Assignment: Collect every line of the records below that contains the word "positive", and copy each one out in full.

Dataset entries:
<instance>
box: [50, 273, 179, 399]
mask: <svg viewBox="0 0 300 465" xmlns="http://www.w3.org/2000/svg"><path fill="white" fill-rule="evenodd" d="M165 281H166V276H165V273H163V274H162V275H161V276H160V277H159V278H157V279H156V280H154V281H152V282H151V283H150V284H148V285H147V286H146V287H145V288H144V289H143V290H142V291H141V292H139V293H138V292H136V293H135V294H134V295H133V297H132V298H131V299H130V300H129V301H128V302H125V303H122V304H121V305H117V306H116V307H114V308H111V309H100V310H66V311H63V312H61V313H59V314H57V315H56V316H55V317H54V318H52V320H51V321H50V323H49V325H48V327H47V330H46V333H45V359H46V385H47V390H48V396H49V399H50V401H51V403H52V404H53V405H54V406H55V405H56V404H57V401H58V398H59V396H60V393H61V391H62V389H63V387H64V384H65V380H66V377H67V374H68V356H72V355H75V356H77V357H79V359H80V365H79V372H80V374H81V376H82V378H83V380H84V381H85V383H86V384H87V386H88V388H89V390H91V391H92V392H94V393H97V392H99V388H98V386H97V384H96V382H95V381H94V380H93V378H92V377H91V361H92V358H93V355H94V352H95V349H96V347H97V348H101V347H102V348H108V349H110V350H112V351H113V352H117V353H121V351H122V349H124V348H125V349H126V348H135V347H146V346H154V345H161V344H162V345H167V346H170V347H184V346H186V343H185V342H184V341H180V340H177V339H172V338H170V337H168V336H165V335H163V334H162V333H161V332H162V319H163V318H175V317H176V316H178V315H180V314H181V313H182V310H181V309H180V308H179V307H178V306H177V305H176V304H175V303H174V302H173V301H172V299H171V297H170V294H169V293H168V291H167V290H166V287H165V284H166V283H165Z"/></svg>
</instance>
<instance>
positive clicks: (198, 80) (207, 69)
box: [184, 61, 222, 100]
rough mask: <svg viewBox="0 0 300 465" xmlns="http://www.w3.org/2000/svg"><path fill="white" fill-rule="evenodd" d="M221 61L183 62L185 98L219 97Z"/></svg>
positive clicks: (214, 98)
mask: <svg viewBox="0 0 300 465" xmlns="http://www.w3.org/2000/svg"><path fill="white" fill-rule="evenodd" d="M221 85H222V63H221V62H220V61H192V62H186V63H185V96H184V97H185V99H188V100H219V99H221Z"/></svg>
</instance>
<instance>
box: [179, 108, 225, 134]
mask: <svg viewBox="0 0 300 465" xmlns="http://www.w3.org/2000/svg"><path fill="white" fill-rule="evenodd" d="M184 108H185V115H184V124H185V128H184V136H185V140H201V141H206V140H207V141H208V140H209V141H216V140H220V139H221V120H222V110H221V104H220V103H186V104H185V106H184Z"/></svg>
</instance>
* * *
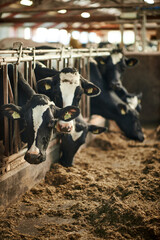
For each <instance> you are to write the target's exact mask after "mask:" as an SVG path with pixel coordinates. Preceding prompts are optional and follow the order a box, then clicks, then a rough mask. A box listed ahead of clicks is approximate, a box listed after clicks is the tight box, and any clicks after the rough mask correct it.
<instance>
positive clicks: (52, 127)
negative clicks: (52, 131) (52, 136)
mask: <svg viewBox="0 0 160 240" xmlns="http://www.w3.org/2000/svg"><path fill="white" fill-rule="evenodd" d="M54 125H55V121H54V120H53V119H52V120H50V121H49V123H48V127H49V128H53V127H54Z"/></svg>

Result of this task:
positive clicks: (198, 80) (207, 69)
positive clicks: (214, 98)
positive clicks: (52, 127)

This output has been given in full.